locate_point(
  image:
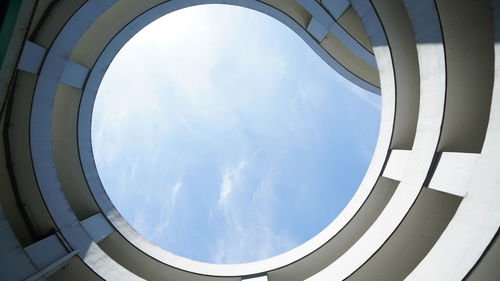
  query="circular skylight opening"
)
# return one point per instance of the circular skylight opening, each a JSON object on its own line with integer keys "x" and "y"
{"x": 222, "y": 137}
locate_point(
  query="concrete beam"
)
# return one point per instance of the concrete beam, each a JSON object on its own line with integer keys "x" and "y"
{"x": 317, "y": 30}
{"x": 74, "y": 75}
{"x": 336, "y": 7}
{"x": 396, "y": 166}
{"x": 453, "y": 172}
{"x": 258, "y": 278}
{"x": 97, "y": 227}
{"x": 31, "y": 57}
{"x": 46, "y": 251}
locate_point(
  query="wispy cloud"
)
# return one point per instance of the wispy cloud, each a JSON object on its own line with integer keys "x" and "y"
{"x": 175, "y": 189}
{"x": 230, "y": 177}
{"x": 215, "y": 124}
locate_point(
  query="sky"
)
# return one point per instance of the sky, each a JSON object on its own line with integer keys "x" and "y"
{"x": 222, "y": 137}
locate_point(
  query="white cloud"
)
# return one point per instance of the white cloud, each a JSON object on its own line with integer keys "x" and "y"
{"x": 362, "y": 94}
{"x": 229, "y": 178}
{"x": 175, "y": 189}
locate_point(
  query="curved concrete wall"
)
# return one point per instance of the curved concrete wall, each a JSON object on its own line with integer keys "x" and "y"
{"x": 427, "y": 209}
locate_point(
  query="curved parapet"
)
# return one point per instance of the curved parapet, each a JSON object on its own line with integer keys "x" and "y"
{"x": 427, "y": 209}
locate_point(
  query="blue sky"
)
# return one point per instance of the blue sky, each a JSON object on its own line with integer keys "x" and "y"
------------------------------------------------------------------------
# EXERCISE OBJECTIVE
Make an exact copy of the data above, pictures excluded.

# EXERCISE SOLUTION
locate_point(
  image:
  query="circular skylight opening"
)
# return one point per instance of the circular skylight opening, each a JSON object on its own line with integer keys "x" and "y"
{"x": 222, "y": 137}
locate_point(
  query="concrete beam"
)
# return one point per instance of the concrete beam, each a JSON object on its own line with integer keys "x" and "y"
{"x": 317, "y": 30}
{"x": 74, "y": 75}
{"x": 336, "y": 7}
{"x": 396, "y": 166}
{"x": 453, "y": 172}
{"x": 258, "y": 278}
{"x": 97, "y": 227}
{"x": 31, "y": 57}
{"x": 46, "y": 251}
locate_point(
  query="wispy cloud"
)
# return one point per instance of the wispy cloud, each a JSON object on its own line with integer keys "x" and "y"
{"x": 175, "y": 189}
{"x": 230, "y": 177}
{"x": 215, "y": 124}
locate_point(
  query="sky"
)
# return one point per instance of the sky, each a JSON object on its own line with integer keys "x" and "y"
{"x": 222, "y": 137}
locate_point(
  query="white cloud"
)
# return one point per instance of the white cloud, each a JSON object on its own line with integer keys "x" and "y"
{"x": 362, "y": 94}
{"x": 229, "y": 178}
{"x": 175, "y": 189}
locate_point(
  query="curved concrete wall"
)
# return one point per instance of the curved concrete wall, each a JSON object on its own line with integer keys "x" and "y"
{"x": 427, "y": 209}
locate_point(
  query="curved parapet"
)
# return one point per instance of the curved parapet, each a JSON object on its own line with integer keys "x" and "y"
{"x": 427, "y": 209}
locate_point(
  query="blue sky"
)
# return one point per instance of the blue sky, each a JSON object on its own line with integer keys "x" and "y"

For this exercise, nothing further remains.